→ PASSAGE SHOWN:
** start **

Fantasy is nearer to insanity

November 26, 2019

[Fantasy] is not anti-rational, but para-rational; not realistic but surrealistic, superrealistic, a heightening of reality. In Freud’s terminology, it employs primary not secondary process thinking. It employs archetypes which, as Jung warned us, are dangerous things. Dragons are more dangerous, and a good deal commoner, than bears. Fantasy is nearer to poetry, to mysticism, and to insanity that naturalistic fiction is. And it is a real wilderness, and those who go there should not feel too safe. And their guides, the writers of fantasy, should take their responsibilities seriously.

Ursula K. Le Guin
From Elfland to Poughkeepsie

Making a living from writing often involves talking about what you do rather than actually doing it. I’m asked to give readings, I teach, I deliver workshops. But on days when I can sit down and tap at the keys, time is generally shaped by what I need to do or where I’m up to with a particular project. In the final weeks of editing a novel I might be working at six in the morning and still be at it after 10 at night. Whereas, the earlier stages require a slower accumulation of words and ideas, and I can keep more sociable hours. It’s experimental agriculture, not frantic harvest. Throw stuff down, leave it overnight, see what grows.

Andrew Michael Hurley
My Writing Day
The Guardian 21st October 2017

a young writer

October 28, 2019

Writing is such a revolutionary act. If you follow history you will see how writers, poets, and teachers are ones who are usually imprisoned for their words. For me to force my way into an industry that is predominately white is an act of faith and determination. I believe that there are so many voices out there waiting to be heard. If I could speak to young writers, I would say that persistence is key. I may not be the strongest writer, but I am a person who refuses to quit. I believe my voice is needed, and as a young writer, you need to believe that too, despite what the industry or others say.

Lilliam Rivera
Interview with Sandra Odell, March 2018

in danger of ink poisoning

October 20, 2019

Thing is, when I do sit down to write I’m usually instantly engrossed. Hours speed away as I tug sentences into my preferred shape, fight to express ideas gracefully, rhythmically. No elation equals that produced by a finely crafted piece of work. I know that, but I can never remember it before I’ve begun. Why? I’m not an idiot. And just as nothing equals the elation of a finely crafted piece, so nothing tops the dread in the pit of my guts before I first sit to craft. What on earth am I scared of, eh?

Do I fancy myself in danger of ink poisoning, death by paper cut? Course not. I’m frightened I’m about to produce rubbish. And rightly so: the first draft is always rubbish. Trick is not to be frightened by the rubbish. Allow yourself to write the biggest pile of suffocatingly stinking ordure of which you’re capable. Once you’ve got that in place you can start to shape it. Just don’t compare your first efforts to Middlemarch, or you’ll be stabbing pens through your eyeballs before you can say edit. I bet Eliot’s first efforts were lousy too. Trick is not to worry about it.

Melissa Todd
The trick to Writing is

Like all writers, I hate receiving rejections of my work. I don’t think it ever gets any easier, but as rejections are an integral part of being a traditionally published writer you just have to take it on the chin and carry on.

** end **

→ Point annotation dataset records:
** start **

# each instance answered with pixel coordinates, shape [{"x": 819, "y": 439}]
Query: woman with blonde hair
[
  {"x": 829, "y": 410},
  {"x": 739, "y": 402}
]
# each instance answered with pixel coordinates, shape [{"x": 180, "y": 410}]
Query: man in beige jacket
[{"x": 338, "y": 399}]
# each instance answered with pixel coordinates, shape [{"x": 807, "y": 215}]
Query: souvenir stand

** end **
** start **

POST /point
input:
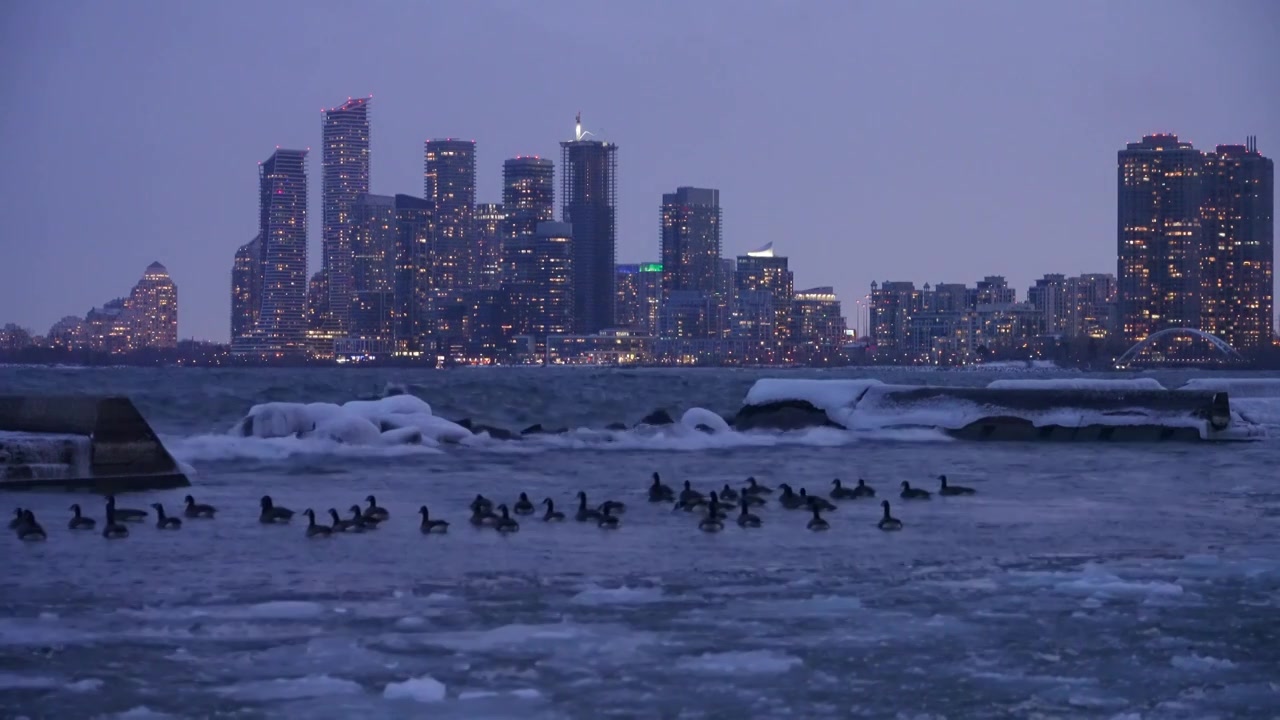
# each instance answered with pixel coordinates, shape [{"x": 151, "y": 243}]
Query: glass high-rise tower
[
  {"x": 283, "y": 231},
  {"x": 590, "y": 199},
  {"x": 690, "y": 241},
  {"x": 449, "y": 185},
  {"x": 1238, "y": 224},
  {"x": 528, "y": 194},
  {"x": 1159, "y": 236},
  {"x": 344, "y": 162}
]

** end **

→ INSTRUCTIONS:
A – From the writing quotations, copy the part between "Andrew Michael Hurley" and "or others say.", inclusive.
B – Answer these questions from the writing quotations:
(i) In the final weeks of editing a novel, how early in the morning might Andrew Michael Hurley start work?
(ii) What quality does Lilliam Rivera call key for young writers?
(iii) Which novel does Melissa Todd say not to compare your first efforts to?

→ SOLUTIONS TO THE PROBLEMS:
A –
Andrew Michael Hurley
My Writing Day
The Guardian 21st October 2017

a young writer

October 28, 2019

Writing is such a revolutionary act. If you follow history you will see how writers, poets, and teachers are ones who are usually imprisoned for their words. For me to force my way into an industry that is predominately white is an act of faith and determination. I believe that there are so many voices out there waiting to be heard. If I could speak to young writers, I would say that persistence is key. I may not be the strongest writer, but I am a person who refuses to quit. I believe my voice is needed, and as a young writer, you need to believe that too, despite what the industry or others say.

B –
(i) Six in the morning
(ii) Persistence
(iii) Middlemarch